GIVEN EXERCISE = Render every line of the records below as a Markdown table with two columns, Row for the row number and Line for the line itself, omitting any blank lines.

INPUT FOR THIS TASK =
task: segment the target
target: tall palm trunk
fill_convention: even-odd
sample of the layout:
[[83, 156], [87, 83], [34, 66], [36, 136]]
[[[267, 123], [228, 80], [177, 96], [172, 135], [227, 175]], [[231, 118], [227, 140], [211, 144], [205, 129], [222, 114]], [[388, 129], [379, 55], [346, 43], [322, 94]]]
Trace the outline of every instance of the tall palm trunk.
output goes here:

RESULT OF THE EXERCISE =
| Row | Line |
|---|---|
| 1 | task: segment the target |
| 2 | target: tall palm trunk |
| 3 | fill_convention: even-odd |
| 4 | sample of the layout: |
| 5 | [[83, 156], [87, 83], [34, 66], [36, 136]] |
| 6 | [[[267, 123], [228, 80], [177, 96], [172, 135], [227, 175]], [[231, 118], [227, 140], [211, 144], [205, 129], [222, 114]], [[388, 129], [379, 55], [346, 43], [322, 94]]] |
| 7 | Trace the outline of every instance of the tall palm trunk. |
| 8 | output goes here: |